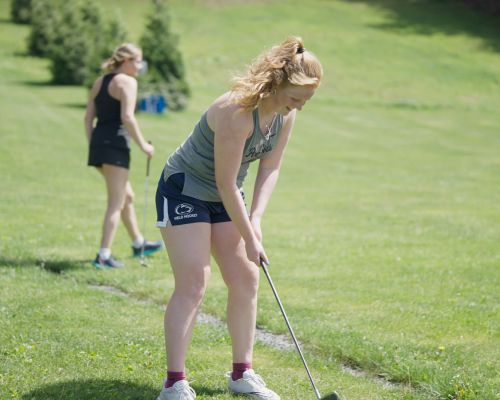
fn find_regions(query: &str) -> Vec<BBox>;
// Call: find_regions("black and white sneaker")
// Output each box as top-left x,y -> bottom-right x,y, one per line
132,240 -> 163,257
92,254 -> 124,269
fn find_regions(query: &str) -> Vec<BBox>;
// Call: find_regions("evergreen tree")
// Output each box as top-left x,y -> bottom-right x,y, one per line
10,0 -> 31,24
140,0 -> 190,110
47,0 -> 125,85
28,0 -> 61,57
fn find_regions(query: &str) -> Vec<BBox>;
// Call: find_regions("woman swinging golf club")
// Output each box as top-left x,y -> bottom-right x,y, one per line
156,37 -> 323,400
85,43 -> 162,268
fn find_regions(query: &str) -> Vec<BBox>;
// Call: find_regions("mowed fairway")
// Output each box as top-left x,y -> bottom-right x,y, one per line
0,0 -> 500,400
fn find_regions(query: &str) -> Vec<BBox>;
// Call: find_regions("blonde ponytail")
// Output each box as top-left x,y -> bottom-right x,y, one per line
230,36 -> 323,109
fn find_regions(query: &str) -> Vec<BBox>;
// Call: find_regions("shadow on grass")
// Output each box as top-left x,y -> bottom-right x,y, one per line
0,256 -> 91,274
21,379 -> 224,400
344,0 -> 500,52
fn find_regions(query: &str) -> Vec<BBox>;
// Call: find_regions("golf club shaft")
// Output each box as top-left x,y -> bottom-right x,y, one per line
141,152 -> 151,263
260,261 -> 321,400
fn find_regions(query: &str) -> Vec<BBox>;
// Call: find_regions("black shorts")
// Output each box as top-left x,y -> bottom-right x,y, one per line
87,146 -> 130,169
156,173 -> 238,228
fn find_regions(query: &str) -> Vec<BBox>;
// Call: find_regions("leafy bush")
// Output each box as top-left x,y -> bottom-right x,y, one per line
140,0 -> 190,110
10,0 -> 31,24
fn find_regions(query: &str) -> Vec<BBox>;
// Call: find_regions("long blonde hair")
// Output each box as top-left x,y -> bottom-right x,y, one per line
230,36 -> 323,109
101,43 -> 142,71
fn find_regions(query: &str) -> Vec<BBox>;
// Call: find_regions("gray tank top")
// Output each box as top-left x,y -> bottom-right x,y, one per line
163,109 -> 283,202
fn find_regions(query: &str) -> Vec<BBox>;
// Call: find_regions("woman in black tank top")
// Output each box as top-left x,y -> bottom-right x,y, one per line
85,44 -> 162,268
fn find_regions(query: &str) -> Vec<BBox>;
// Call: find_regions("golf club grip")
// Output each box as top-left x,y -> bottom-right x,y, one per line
260,259 -> 321,400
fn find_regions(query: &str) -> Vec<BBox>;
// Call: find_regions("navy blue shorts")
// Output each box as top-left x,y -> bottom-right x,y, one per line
156,173 -> 239,228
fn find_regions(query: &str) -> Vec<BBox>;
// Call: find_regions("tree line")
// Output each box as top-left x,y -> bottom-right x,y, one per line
11,0 -> 190,110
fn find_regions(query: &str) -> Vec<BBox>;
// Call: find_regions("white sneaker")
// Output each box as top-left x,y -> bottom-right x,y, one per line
227,369 -> 280,400
156,381 -> 196,400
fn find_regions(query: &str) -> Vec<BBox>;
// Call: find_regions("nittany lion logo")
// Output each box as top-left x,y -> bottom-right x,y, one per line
175,203 -> 194,215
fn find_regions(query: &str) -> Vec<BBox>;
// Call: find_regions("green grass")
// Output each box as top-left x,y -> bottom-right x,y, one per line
0,0 -> 500,400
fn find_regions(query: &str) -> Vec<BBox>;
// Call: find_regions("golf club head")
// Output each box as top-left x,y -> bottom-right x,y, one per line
321,392 -> 342,400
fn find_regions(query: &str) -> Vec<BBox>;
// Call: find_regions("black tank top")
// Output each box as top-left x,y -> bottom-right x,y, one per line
90,74 -> 130,149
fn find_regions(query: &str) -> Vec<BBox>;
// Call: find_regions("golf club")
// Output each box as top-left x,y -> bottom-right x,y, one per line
260,259 -> 341,400
141,141 -> 152,267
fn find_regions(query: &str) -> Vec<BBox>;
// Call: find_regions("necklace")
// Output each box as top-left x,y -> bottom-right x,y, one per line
264,113 -> 278,140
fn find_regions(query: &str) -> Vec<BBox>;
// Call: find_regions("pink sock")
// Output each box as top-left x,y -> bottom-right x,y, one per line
231,363 -> 252,381
165,371 -> 186,389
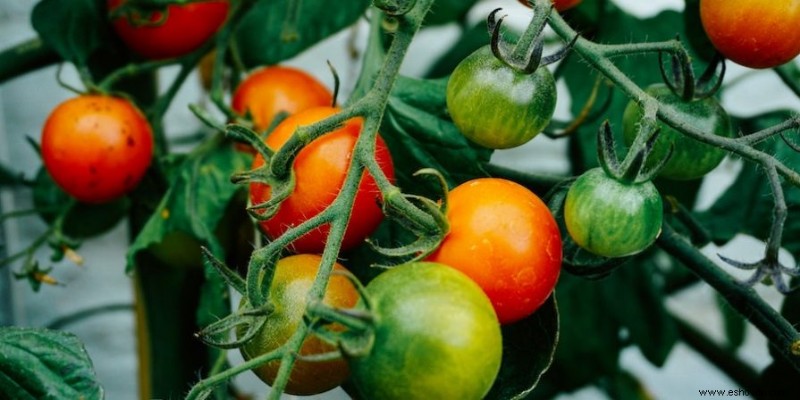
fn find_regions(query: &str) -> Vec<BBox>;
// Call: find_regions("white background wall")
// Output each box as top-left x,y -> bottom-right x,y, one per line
0,0 -> 800,400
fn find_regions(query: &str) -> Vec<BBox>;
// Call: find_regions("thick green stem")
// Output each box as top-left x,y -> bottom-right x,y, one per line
658,223 -> 800,371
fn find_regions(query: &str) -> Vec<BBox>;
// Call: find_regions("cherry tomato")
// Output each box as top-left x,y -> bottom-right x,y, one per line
349,263 -> 503,400
428,178 -> 561,324
238,254 -> 359,396
517,0 -> 583,11
447,46 -> 556,149
231,66 -> 333,131
250,107 -> 394,253
564,168 -> 663,257
107,0 -> 230,60
622,84 -> 733,180
42,95 -> 153,203
700,0 -> 800,68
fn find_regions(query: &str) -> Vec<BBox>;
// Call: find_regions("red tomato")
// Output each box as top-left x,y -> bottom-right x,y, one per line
700,0 -> 800,68
250,107 -> 394,253
428,178 -> 561,324
517,0 -> 583,11
42,95 -> 153,203
106,0 -> 230,60
231,66 -> 333,131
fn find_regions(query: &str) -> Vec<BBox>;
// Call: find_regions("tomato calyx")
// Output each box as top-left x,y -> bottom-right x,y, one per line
486,4 -> 578,75
597,115 -> 674,184
367,168 -> 450,263
658,48 -> 725,102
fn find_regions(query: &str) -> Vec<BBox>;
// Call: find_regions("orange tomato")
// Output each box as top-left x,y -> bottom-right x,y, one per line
428,178 -> 561,324
250,107 -> 394,253
42,95 -> 153,203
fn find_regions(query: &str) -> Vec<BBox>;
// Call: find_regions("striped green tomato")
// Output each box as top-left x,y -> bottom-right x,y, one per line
447,46 -> 556,149
564,168 -> 663,257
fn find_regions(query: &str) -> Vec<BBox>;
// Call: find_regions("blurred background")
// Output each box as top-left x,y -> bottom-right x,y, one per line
0,0 -> 800,400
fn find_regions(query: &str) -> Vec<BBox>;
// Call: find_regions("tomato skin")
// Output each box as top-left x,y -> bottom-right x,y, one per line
250,107 -> 394,253
517,0 -> 583,11
348,262 -> 503,400
231,66 -> 333,131
41,95 -> 153,203
700,0 -> 800,68
622,84 -> 733,180
564,168 -> 663,257
428,178 -> 561,324
237,254 -> 359,396
447,46 -> 556,149
106,0 -> 230,60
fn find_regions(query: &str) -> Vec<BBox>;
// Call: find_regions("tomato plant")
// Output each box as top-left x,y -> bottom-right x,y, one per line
239,254 -> 358,396
250,107 -> 394,253
622,84 -> 733,180
41,95 -> 153,203
348,263 -> 502,399
106,0 -> 230,59
428,178 -> 561,324
447,46 -> 556,149
231,66 -> 333,131
0,0 -> 800,400
564,168 -> 663,257
700,0 -> 800,68
517,0 -> 583,11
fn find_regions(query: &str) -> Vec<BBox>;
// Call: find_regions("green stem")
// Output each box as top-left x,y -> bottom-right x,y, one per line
0,38 -> 61,84
658,223 -> 800,371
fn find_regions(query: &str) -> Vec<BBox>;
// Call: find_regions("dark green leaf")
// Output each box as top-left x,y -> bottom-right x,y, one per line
31,0 -> 108,66
381,77 -> 492,195
0,327 -> 103,400
606,253 -> 678,366
486,296 -> 558,400
236,0 -> 371,68
425,0 -> 478,25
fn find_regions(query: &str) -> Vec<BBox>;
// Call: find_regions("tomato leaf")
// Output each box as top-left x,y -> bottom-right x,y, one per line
0,327 -> 103,400
236,0 -> 371,68
31,0 -> 108,66
381,77 -> 492,195
485,296 -> 559,400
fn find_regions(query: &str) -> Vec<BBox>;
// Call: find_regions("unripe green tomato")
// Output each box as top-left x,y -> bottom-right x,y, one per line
447,46 -> 556,149
349,262 -> 503,400
622,84 -> 733,180
564,168 -> 664,257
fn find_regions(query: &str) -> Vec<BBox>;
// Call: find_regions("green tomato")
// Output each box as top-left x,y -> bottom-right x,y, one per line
622,84 -> 733,180
349,262 -> 502,400
564,168 -> 664,257
447,46 -> 556,149
237,254 -> 358,396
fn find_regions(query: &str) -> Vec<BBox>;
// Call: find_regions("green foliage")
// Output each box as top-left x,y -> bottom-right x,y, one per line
0,327 -> 103,400
236,0 -> 370,68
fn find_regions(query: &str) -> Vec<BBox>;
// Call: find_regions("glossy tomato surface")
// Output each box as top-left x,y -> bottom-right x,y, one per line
231,66 -> 333,131
41,95 -> 153,203
250,107 -> 394,253
700,0 -> 800,68
564,168 -> 664,257
349,263 -> 503,400
622,84 -> 733,180
107,0 -> 230,60
428,178 -> 561,324
447,46 -> 556,149
239,254 -> 358,396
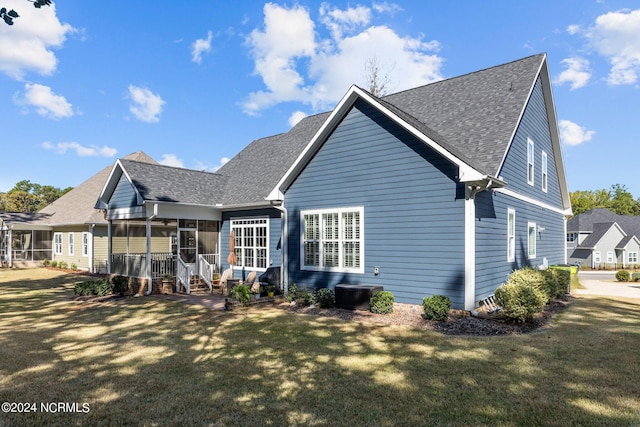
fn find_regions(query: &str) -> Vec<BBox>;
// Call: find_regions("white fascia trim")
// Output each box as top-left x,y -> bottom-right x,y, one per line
267,85 -> 487,200
494,188 -> 571,216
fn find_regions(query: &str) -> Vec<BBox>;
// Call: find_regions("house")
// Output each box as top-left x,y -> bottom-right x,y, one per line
567,208 -> 640,268
0,152 -> 171,273
96,54 -> 571,310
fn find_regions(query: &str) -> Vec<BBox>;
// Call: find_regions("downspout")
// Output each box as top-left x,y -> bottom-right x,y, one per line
144,203 -> 158,295
273,200 -> 289,295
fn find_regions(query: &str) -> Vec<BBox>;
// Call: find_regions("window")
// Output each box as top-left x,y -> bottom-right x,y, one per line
527,138 -> 534,185
82,231 -> 89,256
231,218 -> 269,269
300,208 -> 364,273
69,233 -> 73,255
507,209 -> 516,261
542,151 -> 548,193
53,233 -> 62,255
527,222 -> 536,258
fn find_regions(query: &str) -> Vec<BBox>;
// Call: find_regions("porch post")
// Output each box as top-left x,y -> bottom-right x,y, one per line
107,219 -> 113,274
464,185 -> 476,311
146,218 -> 152,293
7,225 -> 13,268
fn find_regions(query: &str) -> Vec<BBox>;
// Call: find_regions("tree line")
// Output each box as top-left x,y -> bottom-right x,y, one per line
0,180 -> 73,212
569,184 -> 640,215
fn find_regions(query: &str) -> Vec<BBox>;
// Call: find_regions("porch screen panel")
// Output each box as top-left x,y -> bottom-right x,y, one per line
231,218 -> 269,268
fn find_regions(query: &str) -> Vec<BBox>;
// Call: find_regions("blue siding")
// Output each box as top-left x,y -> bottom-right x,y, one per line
285,102 -> 464,307
476,79 -> 565,300
220,208 -> 282,278
109,174 -> 137,209
498,78 -> 562,208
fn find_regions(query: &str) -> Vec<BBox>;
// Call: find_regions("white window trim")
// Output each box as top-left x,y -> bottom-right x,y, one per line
230,216 -> 270,271
527,138 -> 536,185
527,221 -> 538,259
300,206 -> 365,274
507,208 -> 516,262
607,251 -> 616,264
53,233 -> 62,255
82,231 -> 89,257
542,151 -> 549,193
67,232 -> 76,256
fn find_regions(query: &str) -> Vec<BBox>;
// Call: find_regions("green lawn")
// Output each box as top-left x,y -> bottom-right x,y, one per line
0,269 -> 640,427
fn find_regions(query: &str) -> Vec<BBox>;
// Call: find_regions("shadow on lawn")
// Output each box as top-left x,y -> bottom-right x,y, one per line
0,270 -> 640,426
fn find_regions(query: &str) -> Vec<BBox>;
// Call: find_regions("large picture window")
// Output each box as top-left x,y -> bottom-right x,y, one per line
300,207 -> 364,273
231,218 -> 269,269
507,209 -> 516,262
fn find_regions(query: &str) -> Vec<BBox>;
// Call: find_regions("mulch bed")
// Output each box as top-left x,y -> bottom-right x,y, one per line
276,296 -> 571,336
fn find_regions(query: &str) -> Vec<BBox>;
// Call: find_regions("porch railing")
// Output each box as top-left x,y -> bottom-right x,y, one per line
111,253 -> 176,279
198,254 -> 219,290
176,257 -> 191,294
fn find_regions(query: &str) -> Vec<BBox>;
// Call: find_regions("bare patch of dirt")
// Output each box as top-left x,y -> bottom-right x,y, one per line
276,297 -> 571,336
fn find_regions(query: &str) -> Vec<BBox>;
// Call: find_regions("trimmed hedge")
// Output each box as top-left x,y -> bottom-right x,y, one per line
616,270 -> 631,282
369,291 -> 394,314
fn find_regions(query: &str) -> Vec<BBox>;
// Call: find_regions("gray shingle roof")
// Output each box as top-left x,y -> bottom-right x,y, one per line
123,54 -> 545,205
120,159 -> 227,205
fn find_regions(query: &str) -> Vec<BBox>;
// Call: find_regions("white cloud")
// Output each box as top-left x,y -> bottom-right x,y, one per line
554,56 -> 591,90
558,120 -> 595,145
191,31 -> 213,64
242,3 -> 443,114
129,85 -> 166,123
16,83 -> 73,120
0,0 -> 75,80
567,24 -> 580,35
42,142 -> 118,157
586,9 -> 640,85
158,154 -> 184,168
289,111 -> 308,127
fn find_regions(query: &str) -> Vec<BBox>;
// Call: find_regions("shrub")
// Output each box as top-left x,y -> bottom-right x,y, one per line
422,295 -> 451,322
229,285 -> 251,304
369,291 -> 394,314
316,288 -> 336,308
507,267 -> 552,305
496,281 -> 547,323
616,270 -> 631,282
111,276 -> 129,296
73,279 -> 111,296
296,288 -> 316,307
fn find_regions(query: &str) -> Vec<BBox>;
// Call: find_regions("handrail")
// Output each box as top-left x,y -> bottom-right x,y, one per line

● ● ●

◆ **Set task**:
Please list each line of the records above that contains the word "golf".

◆ **Written reply**:
// Call: find_regions("woman swinging golf club")
// Call: find_regions("golf club shaft")
// Call: find_regions("golf club grip")
// Call: find_regions("golf club head")
// Call: find_regions("golf club")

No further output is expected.